Problème à résoudre:
Comptez les lignes des entrées ci-dessous qui contiennent la chaîne "does", en respectant la casse. Donnez seulement ce nombre, s'il vous plaît.

Extraits de données de régions étiquetées
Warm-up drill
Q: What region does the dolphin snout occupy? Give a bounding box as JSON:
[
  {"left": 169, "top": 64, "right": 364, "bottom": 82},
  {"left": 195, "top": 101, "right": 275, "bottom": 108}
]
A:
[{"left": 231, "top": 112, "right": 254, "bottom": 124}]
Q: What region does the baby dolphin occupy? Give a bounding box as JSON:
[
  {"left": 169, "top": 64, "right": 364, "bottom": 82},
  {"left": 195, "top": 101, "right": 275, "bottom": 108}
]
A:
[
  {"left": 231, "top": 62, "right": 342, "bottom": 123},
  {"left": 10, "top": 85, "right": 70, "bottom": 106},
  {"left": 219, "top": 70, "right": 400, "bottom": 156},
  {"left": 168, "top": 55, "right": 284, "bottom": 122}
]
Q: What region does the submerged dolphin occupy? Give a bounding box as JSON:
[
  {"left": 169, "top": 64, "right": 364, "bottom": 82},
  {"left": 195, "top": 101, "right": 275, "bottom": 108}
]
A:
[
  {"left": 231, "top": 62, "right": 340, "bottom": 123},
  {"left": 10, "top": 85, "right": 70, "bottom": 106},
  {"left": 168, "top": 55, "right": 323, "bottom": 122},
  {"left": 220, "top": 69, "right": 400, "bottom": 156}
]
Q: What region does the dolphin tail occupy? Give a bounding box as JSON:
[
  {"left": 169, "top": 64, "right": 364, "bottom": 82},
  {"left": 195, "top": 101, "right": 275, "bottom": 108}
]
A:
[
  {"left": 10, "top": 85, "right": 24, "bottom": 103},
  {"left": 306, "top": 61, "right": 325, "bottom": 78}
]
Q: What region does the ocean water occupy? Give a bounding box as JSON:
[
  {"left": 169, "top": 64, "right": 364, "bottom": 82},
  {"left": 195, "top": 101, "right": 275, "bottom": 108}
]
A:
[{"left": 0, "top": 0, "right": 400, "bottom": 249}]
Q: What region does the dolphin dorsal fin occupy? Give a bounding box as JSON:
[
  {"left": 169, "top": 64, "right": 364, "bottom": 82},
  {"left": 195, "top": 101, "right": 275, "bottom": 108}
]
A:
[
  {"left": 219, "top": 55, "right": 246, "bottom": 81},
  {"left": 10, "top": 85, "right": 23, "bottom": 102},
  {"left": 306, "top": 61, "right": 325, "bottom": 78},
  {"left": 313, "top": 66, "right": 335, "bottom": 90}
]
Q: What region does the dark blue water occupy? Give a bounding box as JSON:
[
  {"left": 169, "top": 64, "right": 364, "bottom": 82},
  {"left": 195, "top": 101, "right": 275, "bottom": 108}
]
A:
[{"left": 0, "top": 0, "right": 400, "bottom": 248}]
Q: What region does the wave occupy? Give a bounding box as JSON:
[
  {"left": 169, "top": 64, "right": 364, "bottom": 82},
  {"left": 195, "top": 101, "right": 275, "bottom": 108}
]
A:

Réponse de l'exercice:
8